[TASK BRIEF]:
When the line containing "Target: child" appears in the data below, begin copying there and stop only after the line containing "Target: white t-shirt".

THE DATA Block Start

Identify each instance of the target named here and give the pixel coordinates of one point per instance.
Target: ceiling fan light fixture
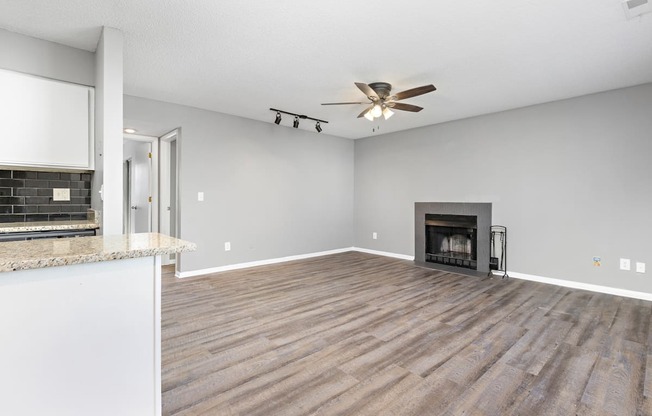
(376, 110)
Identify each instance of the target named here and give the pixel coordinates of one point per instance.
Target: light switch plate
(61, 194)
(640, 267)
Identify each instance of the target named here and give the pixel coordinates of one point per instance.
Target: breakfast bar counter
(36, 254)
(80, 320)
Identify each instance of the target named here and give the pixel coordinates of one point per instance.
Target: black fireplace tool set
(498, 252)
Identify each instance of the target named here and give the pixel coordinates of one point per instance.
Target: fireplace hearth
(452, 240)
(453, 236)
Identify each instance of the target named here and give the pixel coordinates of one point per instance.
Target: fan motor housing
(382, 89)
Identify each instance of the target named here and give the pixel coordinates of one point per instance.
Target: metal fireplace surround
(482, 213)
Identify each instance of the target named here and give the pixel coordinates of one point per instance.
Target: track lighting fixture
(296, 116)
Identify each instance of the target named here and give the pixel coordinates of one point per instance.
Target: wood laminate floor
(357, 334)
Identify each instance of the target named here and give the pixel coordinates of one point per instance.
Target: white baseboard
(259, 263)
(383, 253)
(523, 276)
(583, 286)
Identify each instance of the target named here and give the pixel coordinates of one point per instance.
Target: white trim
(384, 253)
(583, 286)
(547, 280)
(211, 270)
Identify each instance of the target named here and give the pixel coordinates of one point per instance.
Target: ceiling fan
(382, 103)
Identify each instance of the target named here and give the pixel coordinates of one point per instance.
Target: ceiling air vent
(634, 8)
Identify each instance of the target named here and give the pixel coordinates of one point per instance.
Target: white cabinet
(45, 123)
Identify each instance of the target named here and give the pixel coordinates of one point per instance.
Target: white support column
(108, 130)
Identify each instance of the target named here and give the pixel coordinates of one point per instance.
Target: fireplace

THE DATA Block End
THE DATA Block Start

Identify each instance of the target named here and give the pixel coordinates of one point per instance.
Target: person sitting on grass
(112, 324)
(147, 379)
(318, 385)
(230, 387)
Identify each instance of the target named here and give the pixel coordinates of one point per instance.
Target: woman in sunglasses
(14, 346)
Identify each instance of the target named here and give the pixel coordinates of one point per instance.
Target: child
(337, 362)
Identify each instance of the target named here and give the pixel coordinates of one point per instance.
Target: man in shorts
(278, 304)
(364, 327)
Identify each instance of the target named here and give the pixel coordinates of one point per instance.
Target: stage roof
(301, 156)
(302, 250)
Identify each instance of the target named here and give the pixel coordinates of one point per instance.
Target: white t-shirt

THE DATA Block End

[WRITTEN SOLUTION]:
Target: child
(337, 362)
Identify each instance of the target named here and give the pixel coordinates of one point per instance.
Target: man in shorts
(278, 304)
(364, 327)
Identify each instance of the target named here and give the pixel coordinates of one point per instance.
Target: stage roof
(301, 156)
(302, 250)
Identify each instance of the target named here and give the pixel coordinates of one point per instance.
Target: white t-shirt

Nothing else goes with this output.